Many of the “Catholic revival” claims, which are used to justify the impending importance of this bloc, are an agglomeration of anecdotes from writers’ local priests and cherry-picked data. Often, it relies on pretending COVID-19 did not happen. Adult baptisms in 2024 were 34,501, up from 25,356 in 2020. Incredible, a fifth great awakening! (The 2019 figure was 35,799.)
Perhaps the most common narrative in all of this is that Gen Z, and Gen Z men especially, are pious angels. Gen Z Americans are, by far, the least Catholic generation to date. Because they are 25% less religious than their boomer grandparents, Pew’s projections have the religiously unaffiliated growing drastically in the coming decades.
Still, it will be objected that Catholics punch above their weight through sheer cohesion. While Christianity correlates with desirable behavior, at both the individual and community levels, Catholics are far from being a succinct bunch. White Catholics dissent from Rome en masse, and, per polling, hold a litany of heretical views. Moreover, 29% attend Mass weekly, and only one in five meets the modest standard of weekly Mass, daily prayer, and calling religion “very important.”
One might hope the converts are more serious, but they’re vanishingly few, and the leading reason for conversion is a wedding in a church. While I share their taste for stained glass and nice ceremonies, I doubt these newlyweds will be turning the tide in American politics.
Insofar as there is a mass of truly devout Catholics, you have Joe Biden to thank. His open border did more for the sheer quantity of practicing Catholics than anything the Catholic right has mustered. This leads to another point: No, they will not vote Republican. Only 49% are GOP leaners, and this is drying up as Catholicism becomes more Hispanic. Only 15% of Hispanic Catholics are Republican.

(Stored data entries)
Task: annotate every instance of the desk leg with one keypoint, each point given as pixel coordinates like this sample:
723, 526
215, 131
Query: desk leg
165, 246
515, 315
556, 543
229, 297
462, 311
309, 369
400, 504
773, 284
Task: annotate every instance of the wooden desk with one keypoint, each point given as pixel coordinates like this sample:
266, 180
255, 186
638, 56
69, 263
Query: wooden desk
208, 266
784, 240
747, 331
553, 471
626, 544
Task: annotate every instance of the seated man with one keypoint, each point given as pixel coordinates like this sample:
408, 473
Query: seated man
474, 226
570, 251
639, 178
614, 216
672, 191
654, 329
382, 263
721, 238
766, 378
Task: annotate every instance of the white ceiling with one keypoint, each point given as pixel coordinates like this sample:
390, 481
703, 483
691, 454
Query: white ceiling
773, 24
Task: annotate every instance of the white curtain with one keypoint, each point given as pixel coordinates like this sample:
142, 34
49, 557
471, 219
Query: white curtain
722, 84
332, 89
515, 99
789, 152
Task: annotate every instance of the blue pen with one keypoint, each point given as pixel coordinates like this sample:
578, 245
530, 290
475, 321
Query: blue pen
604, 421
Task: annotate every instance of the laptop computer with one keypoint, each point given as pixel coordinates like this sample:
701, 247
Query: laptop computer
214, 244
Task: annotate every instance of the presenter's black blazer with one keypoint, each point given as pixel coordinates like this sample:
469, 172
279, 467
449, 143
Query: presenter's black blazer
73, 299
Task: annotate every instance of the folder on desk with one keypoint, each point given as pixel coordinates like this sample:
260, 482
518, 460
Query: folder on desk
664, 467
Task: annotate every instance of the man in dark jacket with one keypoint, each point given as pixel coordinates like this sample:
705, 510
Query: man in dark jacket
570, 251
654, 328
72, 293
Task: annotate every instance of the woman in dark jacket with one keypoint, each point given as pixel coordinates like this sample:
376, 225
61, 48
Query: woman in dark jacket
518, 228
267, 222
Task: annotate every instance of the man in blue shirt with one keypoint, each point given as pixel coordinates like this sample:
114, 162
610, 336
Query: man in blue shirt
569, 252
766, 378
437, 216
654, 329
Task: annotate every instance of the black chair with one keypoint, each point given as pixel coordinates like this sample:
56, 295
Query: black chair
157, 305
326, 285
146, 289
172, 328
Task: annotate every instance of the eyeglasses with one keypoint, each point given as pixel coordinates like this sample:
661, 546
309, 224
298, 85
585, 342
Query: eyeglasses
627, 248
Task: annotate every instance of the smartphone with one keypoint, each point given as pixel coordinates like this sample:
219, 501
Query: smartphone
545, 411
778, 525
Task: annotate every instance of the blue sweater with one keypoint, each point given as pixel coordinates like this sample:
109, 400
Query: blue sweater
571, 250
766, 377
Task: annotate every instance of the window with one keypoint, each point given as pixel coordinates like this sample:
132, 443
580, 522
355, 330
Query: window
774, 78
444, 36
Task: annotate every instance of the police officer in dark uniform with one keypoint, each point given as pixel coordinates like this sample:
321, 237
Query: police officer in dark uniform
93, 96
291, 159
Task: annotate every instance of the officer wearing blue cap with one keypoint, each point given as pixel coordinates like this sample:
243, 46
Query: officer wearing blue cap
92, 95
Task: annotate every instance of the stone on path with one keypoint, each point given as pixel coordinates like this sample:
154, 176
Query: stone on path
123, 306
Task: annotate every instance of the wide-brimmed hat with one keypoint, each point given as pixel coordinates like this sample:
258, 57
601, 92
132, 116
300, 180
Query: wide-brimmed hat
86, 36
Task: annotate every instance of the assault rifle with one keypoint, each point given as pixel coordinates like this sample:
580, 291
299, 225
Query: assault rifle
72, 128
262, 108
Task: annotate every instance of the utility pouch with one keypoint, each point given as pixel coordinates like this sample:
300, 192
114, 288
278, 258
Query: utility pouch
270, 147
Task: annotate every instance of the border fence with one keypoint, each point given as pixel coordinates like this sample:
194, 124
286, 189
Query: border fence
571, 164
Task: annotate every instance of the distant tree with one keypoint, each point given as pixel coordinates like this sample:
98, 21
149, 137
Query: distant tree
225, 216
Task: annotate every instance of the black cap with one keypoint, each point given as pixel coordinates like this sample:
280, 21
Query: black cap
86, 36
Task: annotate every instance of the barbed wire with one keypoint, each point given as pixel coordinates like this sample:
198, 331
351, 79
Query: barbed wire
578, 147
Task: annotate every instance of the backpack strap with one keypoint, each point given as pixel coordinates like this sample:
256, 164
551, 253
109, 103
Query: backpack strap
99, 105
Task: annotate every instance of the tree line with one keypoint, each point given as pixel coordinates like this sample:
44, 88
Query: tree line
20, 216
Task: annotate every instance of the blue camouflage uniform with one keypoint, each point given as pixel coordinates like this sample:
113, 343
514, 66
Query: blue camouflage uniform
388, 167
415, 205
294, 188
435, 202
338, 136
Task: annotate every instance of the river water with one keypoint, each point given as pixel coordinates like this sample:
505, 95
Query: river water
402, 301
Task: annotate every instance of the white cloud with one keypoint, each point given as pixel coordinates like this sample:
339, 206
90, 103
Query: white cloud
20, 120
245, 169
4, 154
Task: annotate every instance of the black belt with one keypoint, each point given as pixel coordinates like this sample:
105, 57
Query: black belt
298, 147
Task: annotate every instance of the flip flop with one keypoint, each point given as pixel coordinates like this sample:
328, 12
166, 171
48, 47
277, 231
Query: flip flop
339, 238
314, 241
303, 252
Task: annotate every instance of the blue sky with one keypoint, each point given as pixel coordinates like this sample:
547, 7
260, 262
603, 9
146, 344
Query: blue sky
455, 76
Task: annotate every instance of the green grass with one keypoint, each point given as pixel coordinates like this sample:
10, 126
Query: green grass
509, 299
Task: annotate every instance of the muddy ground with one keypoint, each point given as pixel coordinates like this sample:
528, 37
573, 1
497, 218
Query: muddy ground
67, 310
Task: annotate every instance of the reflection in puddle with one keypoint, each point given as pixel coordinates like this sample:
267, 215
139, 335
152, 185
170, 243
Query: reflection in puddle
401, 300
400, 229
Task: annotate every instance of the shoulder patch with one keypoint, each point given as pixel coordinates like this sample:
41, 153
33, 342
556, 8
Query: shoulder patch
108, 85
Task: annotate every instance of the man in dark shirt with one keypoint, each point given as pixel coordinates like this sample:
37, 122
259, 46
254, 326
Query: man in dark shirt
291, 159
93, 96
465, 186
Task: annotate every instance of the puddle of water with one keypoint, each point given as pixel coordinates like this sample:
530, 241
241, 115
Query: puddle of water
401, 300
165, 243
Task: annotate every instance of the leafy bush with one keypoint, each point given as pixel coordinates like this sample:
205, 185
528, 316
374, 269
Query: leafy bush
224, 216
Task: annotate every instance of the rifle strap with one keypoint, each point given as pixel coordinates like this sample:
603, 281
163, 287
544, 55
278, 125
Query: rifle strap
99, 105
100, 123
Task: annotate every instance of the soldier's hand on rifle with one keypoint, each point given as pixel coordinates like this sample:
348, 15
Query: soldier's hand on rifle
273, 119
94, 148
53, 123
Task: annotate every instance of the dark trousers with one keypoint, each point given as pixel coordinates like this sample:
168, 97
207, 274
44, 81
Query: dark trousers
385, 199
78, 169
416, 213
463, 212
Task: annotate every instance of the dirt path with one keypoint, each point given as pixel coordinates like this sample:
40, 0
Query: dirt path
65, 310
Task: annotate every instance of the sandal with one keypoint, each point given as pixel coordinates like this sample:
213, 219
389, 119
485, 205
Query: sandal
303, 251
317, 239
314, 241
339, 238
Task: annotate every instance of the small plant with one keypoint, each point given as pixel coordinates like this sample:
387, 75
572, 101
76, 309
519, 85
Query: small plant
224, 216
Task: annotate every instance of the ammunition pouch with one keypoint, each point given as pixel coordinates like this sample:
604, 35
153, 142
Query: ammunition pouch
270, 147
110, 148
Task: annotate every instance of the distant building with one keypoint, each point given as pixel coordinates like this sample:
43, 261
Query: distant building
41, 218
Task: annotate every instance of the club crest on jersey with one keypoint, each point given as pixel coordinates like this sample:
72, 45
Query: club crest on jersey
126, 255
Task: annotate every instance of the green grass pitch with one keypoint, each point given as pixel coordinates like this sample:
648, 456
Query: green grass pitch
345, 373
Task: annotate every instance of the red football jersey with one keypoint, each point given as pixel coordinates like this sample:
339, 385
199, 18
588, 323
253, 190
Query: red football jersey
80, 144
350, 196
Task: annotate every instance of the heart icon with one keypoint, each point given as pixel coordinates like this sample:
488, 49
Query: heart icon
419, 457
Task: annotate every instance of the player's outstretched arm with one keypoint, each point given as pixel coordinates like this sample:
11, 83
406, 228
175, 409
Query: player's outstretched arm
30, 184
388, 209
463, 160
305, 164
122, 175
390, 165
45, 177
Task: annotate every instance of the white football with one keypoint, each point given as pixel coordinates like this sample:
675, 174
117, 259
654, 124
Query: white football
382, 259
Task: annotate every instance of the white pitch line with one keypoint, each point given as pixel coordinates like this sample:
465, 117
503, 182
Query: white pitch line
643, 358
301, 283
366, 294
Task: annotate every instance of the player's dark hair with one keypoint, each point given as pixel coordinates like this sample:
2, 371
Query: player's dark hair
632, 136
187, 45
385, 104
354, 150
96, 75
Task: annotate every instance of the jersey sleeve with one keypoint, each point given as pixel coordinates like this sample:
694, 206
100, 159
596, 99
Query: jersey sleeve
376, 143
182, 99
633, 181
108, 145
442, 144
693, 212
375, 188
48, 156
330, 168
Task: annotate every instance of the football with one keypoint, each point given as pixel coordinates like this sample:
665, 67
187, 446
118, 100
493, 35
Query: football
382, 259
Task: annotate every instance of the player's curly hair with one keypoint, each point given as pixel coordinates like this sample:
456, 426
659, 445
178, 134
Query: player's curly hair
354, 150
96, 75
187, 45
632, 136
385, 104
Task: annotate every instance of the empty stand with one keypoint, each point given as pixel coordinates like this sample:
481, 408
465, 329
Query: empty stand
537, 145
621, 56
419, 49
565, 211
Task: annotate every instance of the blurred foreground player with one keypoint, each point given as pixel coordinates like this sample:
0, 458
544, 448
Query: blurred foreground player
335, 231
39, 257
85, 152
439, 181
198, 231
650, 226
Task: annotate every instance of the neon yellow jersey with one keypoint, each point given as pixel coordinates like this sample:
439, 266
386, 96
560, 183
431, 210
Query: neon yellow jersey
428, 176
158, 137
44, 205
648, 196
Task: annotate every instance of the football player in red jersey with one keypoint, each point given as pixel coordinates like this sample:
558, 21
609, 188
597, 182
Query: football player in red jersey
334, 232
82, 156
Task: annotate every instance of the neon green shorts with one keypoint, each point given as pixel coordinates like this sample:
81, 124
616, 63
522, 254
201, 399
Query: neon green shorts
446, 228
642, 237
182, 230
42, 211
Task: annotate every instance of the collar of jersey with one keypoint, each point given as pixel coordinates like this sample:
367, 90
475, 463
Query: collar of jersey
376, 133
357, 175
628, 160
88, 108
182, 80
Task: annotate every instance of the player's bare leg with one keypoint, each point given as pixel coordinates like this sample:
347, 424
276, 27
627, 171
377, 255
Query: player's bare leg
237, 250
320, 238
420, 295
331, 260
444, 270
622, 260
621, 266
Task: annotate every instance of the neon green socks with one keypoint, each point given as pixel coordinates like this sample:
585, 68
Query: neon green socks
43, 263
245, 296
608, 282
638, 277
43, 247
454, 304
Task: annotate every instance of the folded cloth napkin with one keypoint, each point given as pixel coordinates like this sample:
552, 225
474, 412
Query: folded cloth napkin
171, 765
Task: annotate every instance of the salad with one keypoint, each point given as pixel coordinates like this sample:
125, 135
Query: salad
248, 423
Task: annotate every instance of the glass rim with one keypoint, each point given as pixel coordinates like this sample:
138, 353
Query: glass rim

- Explore the material -
1. In the passage on Catholic revival claims, what share of Hispanic Catholics are Republican?
2. Transcribe the passage on Catholic revival claims from "Many of the" to "the coming decades.".
3. Write the next part of the passage on Catholic revival claims, picking up after its last sentence.
The listing comes from a separate source.

- Per-task answers -
1. Only 15% of Hispanic Catholics are Republican.

2.
Many of the “Catholic revival” claims, which are used to justify the impending importance of this bloc, are an agglomeration of anecdotes from writers’ local priests and cherry-picked data. Often, it relies on pretending COVID-19 did not happen. Adult baptisms in 2024 were 34,501, up from 25,356 in 2020. Incredible, a fifth great awakening! (The 2019 figure was 35,799.)
Perhaps the most common narrative in all of this is that Gen Z, and Gen Z men especially, are pious angels. Gen Z Americans are, by far, the least Catholic generation to date. Because they are 25% less religious than their boomer grandparents, Pew’s projections have the religiously unaffiliated growing drastically in the coming decades.

3.
The most important voting trend to notice, though, is that Catholics as a whole are not receptive to traditional Catholic or Christian messaging. In fact, the laity is shouting “no” to every plank of the trad program: Sixty percent want a church that is “more inclusive, even if it means changing some teachings,” against just 37% who want it to “stick to tradition.” Eighty-four percent want the church to permit contraception, and majorities back IVF, married priests, and women’s ordination. Even on abortion, roughly 57% of Catholics say it should be legal in all or most cases. The trads can rightly note that observant, weekly-Mass Catholics flip these stats — but only about three in ten Catholics attend Mass regularly, which means you are pitching this to a minority of a minority.
Catholics also recoil at any insinuation of Christian nationalism or fusion of church and state. Only one in 10 Catholics views Christian nationalism favorably, and half say the Bible should have no bearing on the law.
Perhaps the greatest irony is that Pope Leo XIV is not blessing this marriage. He vehemently opposes these right-wing Catholic platforms, America’s included. And 78% of American Catholics view him favorably, while a majority say Trump has been too critical of him.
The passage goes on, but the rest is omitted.